=== Instructions to follow ===
Output the data word for word, dropping every image.

=== Given entries ===
-- START --
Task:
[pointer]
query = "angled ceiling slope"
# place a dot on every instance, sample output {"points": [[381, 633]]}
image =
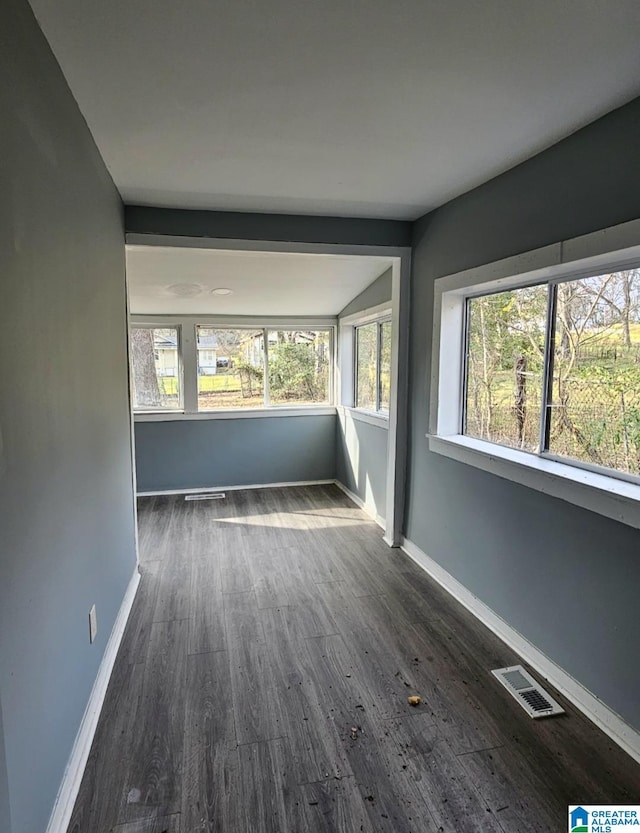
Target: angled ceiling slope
{"points": [[181, 281], [378, 109]]}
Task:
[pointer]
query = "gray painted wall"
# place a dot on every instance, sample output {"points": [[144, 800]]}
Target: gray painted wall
{"points": [[565, 578], [189, 454], [361, 448], [5, 812], [376, 293], [66, 492], [361, 461], [276, 227]]}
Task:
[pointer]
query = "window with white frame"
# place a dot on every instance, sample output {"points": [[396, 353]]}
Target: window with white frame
{"points": [[372, 366], [537, 367], [230, 368], [555, 369], [155, 368]]}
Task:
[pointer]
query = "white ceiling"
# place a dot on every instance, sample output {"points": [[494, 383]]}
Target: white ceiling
{"points": [[385, 108], [263, 283]]}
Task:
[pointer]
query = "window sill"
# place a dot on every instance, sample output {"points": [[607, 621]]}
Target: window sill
{"points": [[608, 496], [247, 413], [370, 417]]}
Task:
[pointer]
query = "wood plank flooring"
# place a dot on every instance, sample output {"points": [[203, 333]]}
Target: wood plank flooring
{"points": [[262, 683]]}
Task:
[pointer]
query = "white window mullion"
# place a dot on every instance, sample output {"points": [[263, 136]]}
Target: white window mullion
{"points": [[547, 369], [189, 362], [267, 400], [378, 358]]}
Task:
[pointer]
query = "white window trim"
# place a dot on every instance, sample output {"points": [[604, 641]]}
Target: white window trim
{"points": [[347, 356], [610, 249], [188, 362], [371, 417]]}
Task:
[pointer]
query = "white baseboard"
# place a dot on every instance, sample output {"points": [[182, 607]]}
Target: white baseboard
{"points": [[235, 488], [605, 718], [72, 778], [359, 502]]}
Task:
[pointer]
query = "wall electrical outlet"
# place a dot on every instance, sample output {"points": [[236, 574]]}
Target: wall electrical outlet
{"points": [[93, 624]]}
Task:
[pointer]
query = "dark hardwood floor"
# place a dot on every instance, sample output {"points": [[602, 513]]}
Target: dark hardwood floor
{"points": [[262, 686]]}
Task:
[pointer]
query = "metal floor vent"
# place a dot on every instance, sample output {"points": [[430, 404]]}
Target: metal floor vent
{"points": [[531, 696]]}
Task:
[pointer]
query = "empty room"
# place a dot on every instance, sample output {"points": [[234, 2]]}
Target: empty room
{"points": [[320, 417]]}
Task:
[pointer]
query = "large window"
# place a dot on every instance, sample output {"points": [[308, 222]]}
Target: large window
-- END --
=== Response for this exercise ===
Task:
[pointer]
query = "angled ceiling slope"
# place a dot on every instance, sample output {"points": [[381, 633]]}
image =
Target: angled ceiling slope
{"points": [[181, 281], [378, 109]]}
Task:
[pointer]
query = "gray painted wall"
# place a dot on every instance, sample output {"points": [[144, 800]]}
Target: gray painted wall
{"points": [[565, 578], [189, 454], [361, 448], [5, 812], [376, 293], [66, 492], [361, 461], [276, 227]]}
Task:
[pointer]
query = "window with white frame"
# place a dot on every instance, sample output {"points": [[396, 353]]}
Target: window with white frame
{"points": [[372, 366], [537, 367], [230, 368], [555, 369], [155, 368]]}
Task:
[pointer]
query = "white ceiling"
# place a dot on every instance, sample output {"points": [[494, 383]]}
Target: white ceiling
{"points": [[385, 108], [263, 283]]}
Task:
[pointer]
query = "window sill"
# place a dot on every instance, sample output {"points": [[607, 621]]}
Target: window sill
{"points": [[608, 496], [247, 413], [370, 417]]}
Task:
[pointer]
query = "wood plank flooring"
# place a dot on every instance, sample output {"points": [[203, 333]]}
Target: wood plank flooring
{"points": [[262, 683]]}
Task:
[pointer]
query = "white window mullion"
# place a dot on every instance, sample output {"points": [[263, 136]]}
Target: white window mullion
{"points": [[547, 369], [189, 362], [267, 400], [378, 358]]}
Task:
[pointer]
query = "white window trim"
# place a dot on every instance, sample output {"points": [[604, 641]]}
Target: white window trim
{"points": [[347, 356], [610, 249], [188, 362], [371, 417]]}
Task:
[pointer]
query = "white baseboard"
# place a dot on every instance, sample output {"points": [[182, 607]]}
Target: white baseboard
{"points": [[235, 488], [605, 718], [72, 778], [359, 502]]}
Task:
[pointer]
query = "wall electrical outlet"
# place a dot on every instance, sample output {"points": [[236, 574]]}
Target: wall electrical outlet
{"points": [[93, 624]]}
Task:
[pointer]
query = "dark hardwood floor"
# place a dot on every instance, sample output {"points": [[602, 513]]}
Target: dark hardwood floor
{"points": [[262, 686]]}
Task:
[pointer]
query = "metal floor vent"
# place a dot on every instance, sample output {"points": [[430, 404]]}
Target: metal floor vent
{"points": [[531, 696]]}
Task:
[pointer]
query = "empty room"
# place a dot on every instance, sample output {"points": [[234, 2]]}
Target: empty room
{"points": [[320, 417]]}
Task:
[pointer]
query = "large window"
# place a dot on every instance, sample output {"points": [[308, 222]]}
Target: large window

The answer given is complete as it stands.